[PROBLEM DESCRIPTION]
Reproduce the stretch of the passage on Saudi Arabia's development spending from "The road network" through "16 FM stations." word for word.

A report issued by the Ministry of Planning shows that over the past twenty-five years the Kingdom of Saudi Arabia has spent about SR 3.87 trillion (over one trillion U.S. dollars) in boosting the country’s economic and social development.
The major achievements of the five Five-Year Development Plans beginning in 1970 include an investment of more than SR 152 billion (about U.S. $ 41 billion) in industry, involving 2,303 factories. Over the last twenty-five years, 540 licenses were issued for drilling, and 15 for mining gold, porcelain clay, gypsum, and other raw materials. The Kingdom’s gold output from the Mahd Al-Dahab and Sukhaibat mines has now reached 752,000 ounces. Over the same period, the country’s electricity-generating capacity increased from 344 to 17,053 megawatt, with power connections now available to more than 2.8 million subscribers.
The country’s agricultural output has been increased through distribution to citizens of more than 2.6 million hectares of cultivable land, thus helping achieve self-sufficiency in many products. The capacity of grain silos is now 2.38 million tons, while the annual production capacity of flour mills is 1.3 million tons. The Kingdom’s desalination capacity is now 502 million gallons daily. Municipalities distribute a total of 2.8 million cubic meters of water a day, with a water distribution network of 31,500 kilometers (just under 20,000 miles).
The road network is now more than 42,000 kilometers (26,250 miles). There are 25 airports, including three international airports, which deal with more than 25 million passengers annually. More than 31.3 million tons are handled at the 137 wharves located at Saudi commercial seaports, in addition to the 55.5 million tons handled at the 45 wharves of the two industrial ports. The number of telephone lines increased from 29,000 in 1970 to 1.53 million in 1994. There are 115 television transmission stations, 23 radio stations, and 16 FM stations.
The number of government schools in the Kingdom has increased from 2,383 to 22,000, with an increase in students from 600,000 to 3.3 million, an annual growth rate of 7.1 percent. There are seven universities and 14 women’s colleges. The total number of students attending higher studies is 170,000. There are 10,000 attending vocational and 28,000 attending technical courses.

[THE DATA]

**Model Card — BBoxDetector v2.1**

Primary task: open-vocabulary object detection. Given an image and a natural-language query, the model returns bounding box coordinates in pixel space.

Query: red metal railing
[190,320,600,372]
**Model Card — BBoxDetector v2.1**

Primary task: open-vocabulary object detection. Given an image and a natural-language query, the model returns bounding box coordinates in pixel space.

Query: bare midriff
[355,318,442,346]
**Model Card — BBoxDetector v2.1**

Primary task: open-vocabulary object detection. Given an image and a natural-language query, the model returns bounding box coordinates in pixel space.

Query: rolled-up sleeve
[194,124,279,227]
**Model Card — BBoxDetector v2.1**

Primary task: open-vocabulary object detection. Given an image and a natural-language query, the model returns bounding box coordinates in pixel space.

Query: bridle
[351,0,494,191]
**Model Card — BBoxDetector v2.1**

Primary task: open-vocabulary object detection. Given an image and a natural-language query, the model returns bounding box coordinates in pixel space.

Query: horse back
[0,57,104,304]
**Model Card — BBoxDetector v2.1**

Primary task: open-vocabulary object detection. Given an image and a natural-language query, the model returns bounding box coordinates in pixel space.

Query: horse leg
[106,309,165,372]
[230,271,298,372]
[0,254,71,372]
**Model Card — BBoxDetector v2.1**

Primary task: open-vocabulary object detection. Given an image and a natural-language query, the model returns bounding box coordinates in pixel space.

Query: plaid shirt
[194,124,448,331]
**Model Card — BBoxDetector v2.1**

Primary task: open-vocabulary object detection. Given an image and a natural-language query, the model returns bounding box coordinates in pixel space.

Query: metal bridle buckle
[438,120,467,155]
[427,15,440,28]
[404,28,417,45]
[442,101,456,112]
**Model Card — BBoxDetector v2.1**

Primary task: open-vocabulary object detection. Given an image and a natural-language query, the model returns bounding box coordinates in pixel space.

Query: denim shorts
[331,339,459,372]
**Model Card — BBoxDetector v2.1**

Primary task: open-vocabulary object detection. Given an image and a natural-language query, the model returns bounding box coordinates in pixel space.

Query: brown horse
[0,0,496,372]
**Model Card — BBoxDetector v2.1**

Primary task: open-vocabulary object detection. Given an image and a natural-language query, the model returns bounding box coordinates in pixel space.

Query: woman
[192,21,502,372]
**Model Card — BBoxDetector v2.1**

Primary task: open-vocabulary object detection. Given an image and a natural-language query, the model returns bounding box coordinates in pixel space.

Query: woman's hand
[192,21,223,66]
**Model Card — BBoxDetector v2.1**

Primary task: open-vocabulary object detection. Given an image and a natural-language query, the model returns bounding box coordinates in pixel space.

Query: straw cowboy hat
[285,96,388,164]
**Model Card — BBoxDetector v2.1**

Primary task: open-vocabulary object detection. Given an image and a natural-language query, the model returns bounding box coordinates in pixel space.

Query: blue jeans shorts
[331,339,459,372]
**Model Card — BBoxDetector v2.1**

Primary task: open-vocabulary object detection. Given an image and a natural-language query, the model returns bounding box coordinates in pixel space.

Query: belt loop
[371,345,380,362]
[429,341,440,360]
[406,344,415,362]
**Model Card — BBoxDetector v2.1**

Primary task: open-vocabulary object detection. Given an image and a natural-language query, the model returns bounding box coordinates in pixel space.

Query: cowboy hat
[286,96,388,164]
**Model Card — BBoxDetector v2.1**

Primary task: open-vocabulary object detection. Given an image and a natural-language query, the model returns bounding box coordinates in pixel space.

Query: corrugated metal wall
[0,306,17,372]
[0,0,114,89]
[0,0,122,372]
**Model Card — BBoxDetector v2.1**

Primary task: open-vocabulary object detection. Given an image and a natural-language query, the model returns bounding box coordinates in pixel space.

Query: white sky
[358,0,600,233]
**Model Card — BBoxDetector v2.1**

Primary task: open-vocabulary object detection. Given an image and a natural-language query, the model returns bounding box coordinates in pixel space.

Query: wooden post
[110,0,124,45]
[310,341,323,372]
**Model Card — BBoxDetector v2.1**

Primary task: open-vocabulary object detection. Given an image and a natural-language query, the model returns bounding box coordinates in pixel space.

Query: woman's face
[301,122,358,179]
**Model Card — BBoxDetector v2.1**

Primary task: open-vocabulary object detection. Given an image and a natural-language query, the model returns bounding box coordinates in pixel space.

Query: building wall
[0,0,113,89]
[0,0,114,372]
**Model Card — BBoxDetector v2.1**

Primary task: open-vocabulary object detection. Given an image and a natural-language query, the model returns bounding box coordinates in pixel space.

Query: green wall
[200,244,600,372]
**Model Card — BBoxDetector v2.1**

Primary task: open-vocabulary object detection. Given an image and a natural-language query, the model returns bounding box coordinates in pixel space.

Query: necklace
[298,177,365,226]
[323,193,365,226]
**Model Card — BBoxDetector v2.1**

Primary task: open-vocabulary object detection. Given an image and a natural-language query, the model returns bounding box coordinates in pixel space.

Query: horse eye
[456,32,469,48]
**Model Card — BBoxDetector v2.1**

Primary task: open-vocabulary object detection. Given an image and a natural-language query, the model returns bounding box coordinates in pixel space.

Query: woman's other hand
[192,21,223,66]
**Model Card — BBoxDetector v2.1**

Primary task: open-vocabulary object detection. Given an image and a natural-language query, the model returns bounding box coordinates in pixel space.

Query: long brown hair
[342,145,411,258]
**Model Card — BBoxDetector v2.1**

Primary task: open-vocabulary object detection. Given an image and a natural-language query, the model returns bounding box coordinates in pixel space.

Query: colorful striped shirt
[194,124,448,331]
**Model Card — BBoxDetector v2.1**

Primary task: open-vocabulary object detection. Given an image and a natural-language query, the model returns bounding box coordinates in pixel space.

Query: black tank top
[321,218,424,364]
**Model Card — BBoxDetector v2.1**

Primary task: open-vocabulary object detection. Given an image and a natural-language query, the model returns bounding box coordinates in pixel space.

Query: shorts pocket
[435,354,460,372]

[RESULT]
The road network is now more than 42,000 kilometers (26,250 miles). There are 25 airports, including three international airports, which deal with more than 25 million passengers annually. More than 31.3 million tons are handled at the 137 wharves located at Saudi commercial seaports, in addition to the 55.5 million tons handled at the 45 wharves of the two industrial ports. The number of telephone lines increased from 29,000 in 1970 to 1.53 million in 1994. There are 115 television transmission stations, 23 radio stations, and 16 FM stations.